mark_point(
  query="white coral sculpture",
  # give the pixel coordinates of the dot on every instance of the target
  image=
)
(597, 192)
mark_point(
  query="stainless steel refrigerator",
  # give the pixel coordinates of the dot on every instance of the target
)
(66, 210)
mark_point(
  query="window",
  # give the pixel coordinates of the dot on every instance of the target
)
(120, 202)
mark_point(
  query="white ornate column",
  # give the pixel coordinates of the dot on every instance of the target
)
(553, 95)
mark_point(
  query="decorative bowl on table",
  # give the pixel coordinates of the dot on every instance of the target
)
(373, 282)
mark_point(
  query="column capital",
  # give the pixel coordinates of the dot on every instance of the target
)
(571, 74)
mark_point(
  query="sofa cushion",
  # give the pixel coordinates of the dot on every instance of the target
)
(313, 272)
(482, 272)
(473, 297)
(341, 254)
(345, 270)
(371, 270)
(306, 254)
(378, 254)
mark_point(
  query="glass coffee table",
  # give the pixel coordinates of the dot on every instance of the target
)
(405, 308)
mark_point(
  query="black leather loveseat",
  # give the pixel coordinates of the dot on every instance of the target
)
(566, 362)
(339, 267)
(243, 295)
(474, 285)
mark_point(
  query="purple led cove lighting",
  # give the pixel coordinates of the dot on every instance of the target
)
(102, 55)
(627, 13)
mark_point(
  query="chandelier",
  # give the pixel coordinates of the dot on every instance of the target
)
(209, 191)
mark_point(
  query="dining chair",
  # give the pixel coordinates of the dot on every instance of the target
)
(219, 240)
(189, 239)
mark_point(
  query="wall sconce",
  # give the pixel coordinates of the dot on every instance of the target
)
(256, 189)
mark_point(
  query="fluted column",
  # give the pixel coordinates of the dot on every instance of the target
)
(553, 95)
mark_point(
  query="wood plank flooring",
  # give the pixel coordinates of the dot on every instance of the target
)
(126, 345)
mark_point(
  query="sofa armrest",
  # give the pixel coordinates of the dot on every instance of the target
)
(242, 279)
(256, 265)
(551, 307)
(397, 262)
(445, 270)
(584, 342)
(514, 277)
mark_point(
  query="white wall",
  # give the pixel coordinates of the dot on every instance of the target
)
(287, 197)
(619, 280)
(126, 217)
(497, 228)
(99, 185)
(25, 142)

----------------------------------------

> [Exercise prompt] Repeat the material above exactly.

> [Response to this task]
mark_point(
  query="white coral sculpture",
  # give the pixel coordinates of the dot on every instance of the target
  image=
)
(597, 192)
mark_point(
  query="stainless steel refrigerator",
  # give the pixel coordinates of the dot on every instance of the target
)
(66, 210)
mark_point(
  query="window",
  # give the pixel coordinates of the dot on every instance of the target
)
(120, 202)
mark_point(
  query="white ornate column",
  # give the pixel coordinates of the dot on every instance of the target
)
(553, 95)
mark_point(
  query="decorative bowl on table",
  # give the pixel coordinates of the dot on every instance of the target
)
(373, 282)
mark_point(
  query="column capital",
  # give the pixel coordinates of the dot on every instance of the target
)
(571, 74)
mark_point(
  query="sofa cushion",
  # give the pixel coordinates of the dot on every instance of the target
)
(313, 272)
(482, 272)
(473, 297)
(341, 254)
(345, 270)
(371, 270)
(306, 254)
(378, 254)
mark_point(
  query="glass coffee table",
  # give the pixel coordinates of the dot on every instance of the target
)
(405, 308)
mark_point(
  query="black leather loveseat",
  # give the pixel coordinates of the dot on every instance of the target
)
(566, 362)
(339, 267)
(243, 295)
(474, 285)
mark_point(
  query="purple led cove lighting",
  # give the pixel coordinates of the dot on every instance of the target
)
(102, 55)
(627, 13)
mark_point(
  query="chandelier",
  # give the pixel coordinates of the dot on every instance of the target
)
(209, 191)
mark_point(
  query="dining chair",
  # give the pixel coordinates of the dot on every instance of the target
)
(219, 240)
(189, 239)
mark_point(
  query="wall sconce",
  # give the pixel coordinates of the dot on every instance of the target
)
(256, 189)
mark_point(
  query="fluted column",
  # give the pixel coordinates of the dot on every instance of the target
)
(553, 95)
mark_point(
  query="wood plank flooring",
  # give the pixel coordinates of the dot on every instance of the target
)
(126, 345)
mark_point(
  query="sofa armrest",
  # give the pixel coordinates of the dot on every instance of the target
)
(242, 279)
(256, 265)
(551, 307)
(397, 262)
(445, 270)
(584, 342)
(514, 277)
mark_point(
  query="white wall",
  # give the pixel coordinates of the dot on every instance of the target
)
(287, 197)
(619, 280)
(126, 217)
(497, 228)
(99, 185)
(25, 142)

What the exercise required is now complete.